PASSAGE SHOWN >>

◇ ◇ ◇ ◇ ◇

Let’s Unite to Fight Ebola

By John Dania – Internet Constituency.



Ebola first appeared in 1976 in two simultaneous outbreaks, in Nzara, Sudan, and in Yambuku, Democratic Republic of Congo. The latter was in a village situated near the Ebola River, from which the disease takes its name.

Ebola is introduced into the human population through close contact with the blood, secretions, organs or other bodily fluids of infected animals. In Africa, infection has been documented through the handling of infected chimpanzees, gorillas, fruit bats, monkeys, forest antelopes and porcupines found ill or dead or in the rainforest.

Ebola then spread to the community through human-to-human transmission, with infection resulting from direct contact (through broken skin or mucous membranes) with the blood, secretions, organs or other bodily fluids of infected people, and indirect contact with environments contaminated with such fluids. Burial ceremonies in which mourners have direct contact with the body of the deceased person can also play a role in the transmission of Ebola.

◇ ◇ ◇ ◇ ◇

DATA SECTION >>
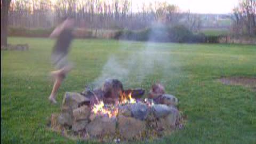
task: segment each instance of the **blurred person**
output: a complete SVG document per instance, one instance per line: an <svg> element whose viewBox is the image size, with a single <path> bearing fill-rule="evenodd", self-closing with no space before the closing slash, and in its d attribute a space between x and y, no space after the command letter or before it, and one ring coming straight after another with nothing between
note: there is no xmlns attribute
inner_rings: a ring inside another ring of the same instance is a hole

◇ ◇ ◇ ◇ ◇

TO DO >>
1 – Answer these questions using the Ebola article, one line each:
(a) In what year did Ebola first appear?
(b) Which river gave the disease its name?
(c) What kind of ceremonies can also play a role in spreading Ebola?
2 – Continue the Ebola article from the point where it stops.

RESULTS OF THE TASKS >>
1 –
(a) 1976
(b) The Ebola River
(c) Burial ceremonies in which mourners have direct contact with the body of the deceased person

2 –
Men who have recovered from the disease can still transmit the virus through their semen for up to seven weeks after recovery from illness.

Health care workers have frequently been infected while treating patients with suspected or confirmed EVD. This has occurred through close contact with patients when infection control precautions are not strictly practised.

Among workers in contact with monkeys or pigs infected with Reston Ebola virus, several infections have been documented in people who were clinically asymptomatic. Thus RESTV appears less capable of causing disease in humans than other Ebola species. In Nigeria today, many dread this deadly virus so much so that no one wants to shake hands with friends or loved ones anymore.

A lady walked into my office using her body to open the door and quickly applied hand sanitisers. Another man paid to occupy the entire back sit in a commuter bus. Which way Nigeria?

In as much as there are experimental drugs, many cannot even sleep at night; they stay up praying against this virus. I must say, this has taught Nigerians two things: To be more hygienic, and become closer to God. In unity we would stand as one to end this and it would become history.